**WHAT TO DO**
Can you return all of the data below line for line and unchanged, omitting the pictures?

=====

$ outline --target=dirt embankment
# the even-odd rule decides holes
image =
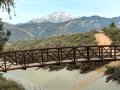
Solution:
[[[104,33],[97,33],[95,34],[95,38],[97,41],[98,45],[111,45],[112,40],[106,36]],[[110,66],[115,66],[118,63],[120,63],[120,61],[116,61],[116,62],[111,62],[108,65]],[[74,90],[82,90],[82,87],[85,87],[86,85],[88,85],[92,80],[94,80],[96,77],[99,77],[101,75],[101,73],[105,72],[106,68],[105,66],[96,69],[97,73],[91,75],[89,78],[87,78],[85,81],[83,81],[82,83],[79,83]]]

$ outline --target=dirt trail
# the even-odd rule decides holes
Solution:
[[[104,33],[95,34],[95,38],[96,38],[96,41],[98,42],[98,45],[111,45],[111,42],[112,42],[111,39],[108,36],[106,36]],[[108,65],[115,66],[118,63],[120,63],[120,61],[111,62]],[[82,87],[89,84],[96,77],[99,77],[101,75],[101,73],[105,72],[105,70],[106,70],[105,66],[103,66],[101,68],[97,68],[96,69],[97,72],[95,74],[91,75],[85,81],[78,84],[73,90],[81,90]]]

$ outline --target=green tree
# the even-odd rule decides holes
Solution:
[[[15,0],[0,0],[0,9],[2,9],[2,11],[8,12],[10,19],[11,19],[10,16],[11,8],[13,9],[15,8]],[[14,15],[15,15],[15,11],[14,11]]]
[[[2,19],[0,19],[0,51],[2,51],[10,35],[11,35],[11,31],[9,30],[5,31],[5,28],[3,27]]]
[[[111,24],[109,24],[109,28],[111,28],[111,27],[116,28],[116,25],[115,25],[114,22],[112,22]]]

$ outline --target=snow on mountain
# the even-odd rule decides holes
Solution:
[[[30,20],[27,23],[46,23],[46,22],[59,23],[69,21],[72,19],[75,19],[75,17],[65,14],[64,12],[55,12],[42,18]]]

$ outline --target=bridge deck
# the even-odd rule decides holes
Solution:
[[[80,46],[0,53],[0,71],[76,62],[120,60],[120,46]]]

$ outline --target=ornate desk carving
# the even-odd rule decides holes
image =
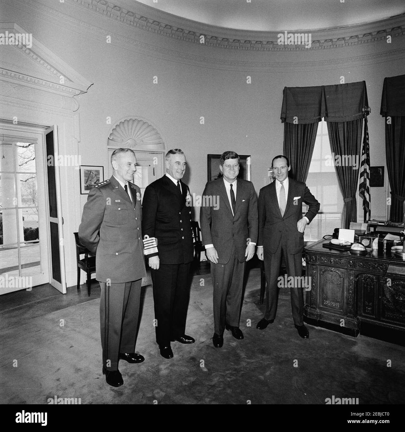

=====

**RESULT FOR THIS TASK**
$ outline --target=dirt embankment
# the even-odd rule decides holes
image =
Solution:
[[[104,33],[97,33],[95,34],[95,38],[97,41],[98,45],[111,45],[112,40],[106,36]],[[110,66],[115,66],[118,63],[120,63],[120,61],[116,61],[116,62],[111,62],[108,65]],[[74,90],[82,90],[82,87],[85,87],[86,85],[88,85],[92,80],[94,80],[96,77],[99,77],[101,75],[101,73],[105,72],[106,68],[105,66],[96,69],[97,73],[91,75],[89,78],[87,78],[85,81],[83,81],[82,83],[79,83]]]

$ outline --target=dirt trail
# the even-odd rule decides holes
Solution:
[[[104,33],[95,34],[95,38],[96,38],[96,41],[98,42],[98,45],[111,45],[111,42],[112,42],[111,39],[108,36],[106,36]],[[108,65],[115,66],[118,63],[120,63],[120,61],[111,62]],[[82,87],[89,84],[96,77],[99,77],[101,75],[101,73],[105,72],[105,70],[106,70],[105,66],[103,66],[101,68],[97,68],[96,69],[97,72],[95,74],[91,75],[85,81],[78,84],[73,90],[81,90]]]

$ outline --target=green tree
# the even-odd rule decides holes
Solution:
[[[15,0],[0,0],[0,9],[2,9],[2,11],[8,12],[10,19],[11,19],[10,16],[11,8],[13,9],[15,8]],[[14,15],[15,15],[15,11],[14,11]]]
[[[2,19],[0,19],[0,51],[2,51],[10,35],[11,35],[11,31],[9,30],[5,31],[5,28],[3,27]]]
[[[111,24],[109,24],[109,28],[111,28],[111,27],[116,28],[116,25],[115,25],[114,22],[112,22]]]

$ outline --target=snow on mountain
# the even-odd rule decides holes
Solution:
[[[30,20],[27,23],[46,23],[46,22],[59,23],[69,21],[72,19],[75,19],[75,17],[65,14],[64,12],[55,12],[42,18]]]

$ outline --target=bridge deck
# the even-odd rule decides holes
Solution:
[[[80,46],[0,53],[0,71],[76,62],[120,60],[120,46]]]

$ outline --target=ornate desk carving
# the even-odd rule decides holes
image =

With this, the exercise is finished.